━━━━━ EXERCISE MATERIALS

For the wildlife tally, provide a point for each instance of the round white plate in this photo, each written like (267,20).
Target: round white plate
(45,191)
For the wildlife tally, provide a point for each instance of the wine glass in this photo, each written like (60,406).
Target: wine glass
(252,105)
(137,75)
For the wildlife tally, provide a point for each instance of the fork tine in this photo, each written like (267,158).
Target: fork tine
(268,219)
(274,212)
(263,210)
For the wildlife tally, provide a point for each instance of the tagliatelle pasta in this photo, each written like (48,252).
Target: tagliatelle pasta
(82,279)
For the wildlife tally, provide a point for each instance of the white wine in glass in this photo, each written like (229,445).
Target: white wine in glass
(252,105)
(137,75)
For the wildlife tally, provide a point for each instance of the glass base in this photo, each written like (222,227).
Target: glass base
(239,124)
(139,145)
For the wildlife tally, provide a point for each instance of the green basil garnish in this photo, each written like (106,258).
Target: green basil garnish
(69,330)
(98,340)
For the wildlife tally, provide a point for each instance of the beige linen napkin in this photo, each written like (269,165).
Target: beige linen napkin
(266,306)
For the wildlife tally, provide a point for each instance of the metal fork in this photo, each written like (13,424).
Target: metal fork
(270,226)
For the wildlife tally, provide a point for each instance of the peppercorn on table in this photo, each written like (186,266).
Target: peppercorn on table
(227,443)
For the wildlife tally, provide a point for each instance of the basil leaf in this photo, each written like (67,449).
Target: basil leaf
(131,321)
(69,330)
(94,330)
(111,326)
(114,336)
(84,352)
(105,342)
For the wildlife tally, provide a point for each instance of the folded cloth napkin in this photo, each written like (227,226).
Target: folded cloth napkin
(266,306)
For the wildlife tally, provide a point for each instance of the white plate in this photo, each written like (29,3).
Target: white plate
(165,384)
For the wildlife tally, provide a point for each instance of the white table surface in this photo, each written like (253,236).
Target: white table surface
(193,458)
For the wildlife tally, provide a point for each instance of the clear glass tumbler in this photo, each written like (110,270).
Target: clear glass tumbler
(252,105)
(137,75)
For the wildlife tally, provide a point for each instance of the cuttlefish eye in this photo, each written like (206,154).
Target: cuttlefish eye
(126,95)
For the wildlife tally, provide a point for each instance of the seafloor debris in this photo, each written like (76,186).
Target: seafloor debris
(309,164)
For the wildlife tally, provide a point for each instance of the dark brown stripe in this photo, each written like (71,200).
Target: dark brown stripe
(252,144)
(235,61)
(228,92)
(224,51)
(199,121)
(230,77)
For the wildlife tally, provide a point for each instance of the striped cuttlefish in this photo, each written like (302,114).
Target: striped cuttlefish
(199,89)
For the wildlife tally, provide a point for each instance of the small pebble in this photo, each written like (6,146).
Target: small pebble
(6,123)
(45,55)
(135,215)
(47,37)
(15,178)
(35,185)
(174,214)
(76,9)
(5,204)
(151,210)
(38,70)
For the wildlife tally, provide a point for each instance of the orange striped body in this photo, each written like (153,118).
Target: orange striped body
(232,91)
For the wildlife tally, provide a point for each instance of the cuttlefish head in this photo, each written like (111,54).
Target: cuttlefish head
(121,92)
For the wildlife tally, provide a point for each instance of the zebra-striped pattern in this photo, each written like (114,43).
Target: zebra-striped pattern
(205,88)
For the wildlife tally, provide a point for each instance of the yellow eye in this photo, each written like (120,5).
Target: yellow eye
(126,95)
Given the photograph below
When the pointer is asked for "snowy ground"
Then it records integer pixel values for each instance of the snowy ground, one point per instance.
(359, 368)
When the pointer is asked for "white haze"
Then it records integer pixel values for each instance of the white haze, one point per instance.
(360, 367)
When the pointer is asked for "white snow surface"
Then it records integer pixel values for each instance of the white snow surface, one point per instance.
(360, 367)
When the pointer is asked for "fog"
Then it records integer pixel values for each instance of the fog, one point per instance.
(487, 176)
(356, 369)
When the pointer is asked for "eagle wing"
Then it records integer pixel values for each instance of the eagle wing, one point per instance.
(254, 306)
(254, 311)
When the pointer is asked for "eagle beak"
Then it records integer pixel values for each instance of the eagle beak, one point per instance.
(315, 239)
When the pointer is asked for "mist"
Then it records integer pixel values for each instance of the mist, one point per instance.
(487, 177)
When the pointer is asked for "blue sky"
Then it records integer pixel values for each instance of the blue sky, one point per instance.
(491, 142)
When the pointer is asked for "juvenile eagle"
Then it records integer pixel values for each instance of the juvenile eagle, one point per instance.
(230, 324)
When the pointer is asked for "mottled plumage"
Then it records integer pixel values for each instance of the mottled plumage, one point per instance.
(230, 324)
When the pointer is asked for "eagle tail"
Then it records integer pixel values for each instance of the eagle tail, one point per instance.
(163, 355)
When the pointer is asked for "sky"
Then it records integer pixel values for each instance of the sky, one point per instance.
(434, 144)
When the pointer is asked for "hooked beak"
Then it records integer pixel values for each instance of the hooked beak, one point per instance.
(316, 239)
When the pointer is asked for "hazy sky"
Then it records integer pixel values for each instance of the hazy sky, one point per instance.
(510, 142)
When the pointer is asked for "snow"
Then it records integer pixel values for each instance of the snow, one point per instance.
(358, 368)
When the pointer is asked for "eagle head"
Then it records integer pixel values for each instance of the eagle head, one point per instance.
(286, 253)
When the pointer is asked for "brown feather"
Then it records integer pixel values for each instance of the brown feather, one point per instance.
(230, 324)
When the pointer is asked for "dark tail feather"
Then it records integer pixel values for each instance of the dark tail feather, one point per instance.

━━━━━━━━━━

REQUIREMENT: The data should be copied out in full, exactly as it reads.

RESULT:
For the wildlife tally, provide a point for each instance of the round white plate in this photo, each written like (267,20).
Target: round white plate
(45,191)
For the wildlife tally, provide a point for each instance of the wine glass in this photo, each written like (60,406).
Target: wine glass
(252,105)
(137,75)
For the wildlife tally, provide a point for each instance of the fork tine in this photo, each written like (267,158).
Target: fork tine
(268,219)
(274,212)
(263,210)
For the wildlife tally, provide a point for each instance of the tagliatelle pasta in this photo, each written like (48,252).
Target: tagliatelle pasta
(82,279)
For the wildlife tally, provide a point for each instance of the white wine in glass in this photo, each written like (229,445).
Target: white wine in glass
(252,105)
(137,75)
For the wildlife tally, provide a point for each instance of the glass base in this photo, each written like (222,227).
Target: glass base
(239,124)
(139,145)
For the wildlife tally, provide a point for each instance of the green basil garnish in this photo, each written like (106,258).
Target: green basil garnish
(69,330)
(98,340)
For the wildlife tally, provide a point for each instance of the beige linen napkin in this photo, each written like (269,165).
Target: beige linen napkin
(266,306)
For the wildlife tally, provide a point for each instance of the metal fork in this photo, each written like (13,424).
Target: metal fork
(270,226)
For the wildlife tally, provide a point for each instance of the peppercorn on table in this photo, each written like (186,266).
Target: peppercorn on table
(227,443)
For the wildlife tally, provide a point for each instance of the basil leaf in this photo, each written like (67,449).
Target: basil leaf
(131,321)
(69,330)
(94,330)
(111,326)
(114,336)
(84,352)
(105,342)
For the wildlife tally, provide a point for each instance of the folded cloth napkin in this photo, each written like (227,226).
Target: folded cloth napkin
(266,306)
For the wildlife tally, provide a point for each instance of the white plate in this photo, each written like (29,3).
Target: white plate
(165,384)
For the wildlife tally, provide a point for each instance of the white table surface in this photo, each written like (253,236).
Target: white table surface
(193,458)
For the wildlife tally, provide a point for each instance of the clear glass tumbler in this photo, each written like (110,270).
Target: clear glass tumbler
(252,105)
(137,75)
For the wildlife tally, provide a point for each instance of the cuttlefish eye in this photo, each written like (206,154).
Target: cuttlefish eye
(126,95)
For the wildlife tally, provide a point for each instance of the seafloor debris in this photo, each written like (76,186).
Target: seafloor debris
(309,164)
For the wildlife tally, provide a point for each instance of the dark brown stripe in this photo, each written like (71,200).
Target: dark brown stripe
(252,144)
(235,61)
(228,92)
(224,51)
(199,121)
(230,77)
For the wildlife tally, provide a point for each instance of the striped cuttlefish in this photo, each written like (302,114).
Target: striped cuttlefish
(199,89)
For the wildlife tally, provide a point for each instance of the small pebble in this photo, each written like (6,146).
Target: small pebble
(6,123)
(45,55)
(135,215)
(47,37)
(15,178)
(35,185)
(174,214)
(76,9)
(5,204)
(151,210)
(38,70)
For the wildlife tally, provide a point for each instance of the orange striped body in this photo, each written like (153,118).
Target: orange striped body
(232,91)
For the wildlife tally, provide a point for each instance of the cuttlefish head in this photo, each written like (111,54).
Target: cuttlefish head
(121,92)
For the wildlife tally, provide a point for each instance of the zebra-striped pattern in this photo, each written like (114,43).
Target: zebra-striped pattern
(205,88)
For the wildlife tally, provide a point for each instance of the yellow eye in this photo, each written like (120,5).
Target: yellow eye
(126,95)
Given the photograph below
When the pointer is asked for "snowy ground"
Then it records integer pixel values for each instance of the snowy ground, one point per instance.
(359, 368)
When the pointer is asked for "white haze"
Then it records integer pixel values for each instance of the white haze, one point per instance.
(360, 367)
When the pointer is asked for "white snow surface"
Then it records integer pixel values for each instance of the white snow surface, one point per instance.
(360, 367)
When the pointer is asked for "fog"
Then it records integer pixel values for each instance of the fog, one point per instance.
(487, 176)
(356, 369)
When the pointer is asked for "eagle wing"
Then it records integer pixel values for each instance of the eagle wing, one point per instance.
(254, 306)
(254, 311)
When the pointer is asked for "eagle beak"
Then it records integer pixel values for each instance of the eagle beak, one point per instance.
(315, 239)
When the pointer is asked for "mist"
Then it records integer pixel values for each instance of the mist, one point per instance.
(487, 177)
When the pointer is asked for "blue sky"
Then it records integer pixel values for each instance of the blue sky, one point per instance.
(491, 142)
When the pointer is asked for "juvenile eagle"
Then it records integer pixel values for each instance of the juvenile eagle, one point per instance.
(230, 324)
When the pointer is asked for "mottled plumage"
Then it records integer pixel values for each instance of the mottled plumage, one point per instance.
(230, 324)
When the pointer is asked for "eagle tail"
Then it records integer pixel values for each instance of the eagle tail, one point per instance.
(163, 355)
When the pointer is asked for "sky"
Then it records integer pixel values for each instance of the sky, one point per instance.
(434, 144)
When the pointer is asked for "hooked beak"
Then it records integer pixel values for each instance of the hooked beak, one point per instance.
(316, 239)
When the pointer is asked for "hazy sky"
Then it records integer pixel values for each instance of the hazy sky, one point per instance.
(510, 142)
When the pointer is asked for "snow"
Then it records integer pixel values for each instance of the snow, one point per instance.
(358, 368)
When the pointer is asked for "eagle head"
Then it records integer pixel values for each instance of the eagle head, one point per instance.
(286, 253)
When the pointer is asked for "brown feather"
Then it records integer pixel values for each instance of the brown feather, one point per instance.
(230, 324)
When the pointer is asked for "dark tail feather"
Then it records integer pixel values for each instance of the dark tail feather, one point per instance.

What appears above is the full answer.